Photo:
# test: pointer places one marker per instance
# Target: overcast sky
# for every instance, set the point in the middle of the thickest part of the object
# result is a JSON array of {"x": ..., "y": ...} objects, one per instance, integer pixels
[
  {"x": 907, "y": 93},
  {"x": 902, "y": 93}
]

────────────────────

EXERCISE REQUIREMENTS »
All lines from the one that contains "# result is" through the end of the listing above should be copied exactly, with nothing else.

TASK RESPONSE »
# result is a JSON array of {"x": ..., "y": ...} objects, one per instance, integer pixels
[
  {"x": 907, "y": 93},
  {"x": 902, "y": 93}
]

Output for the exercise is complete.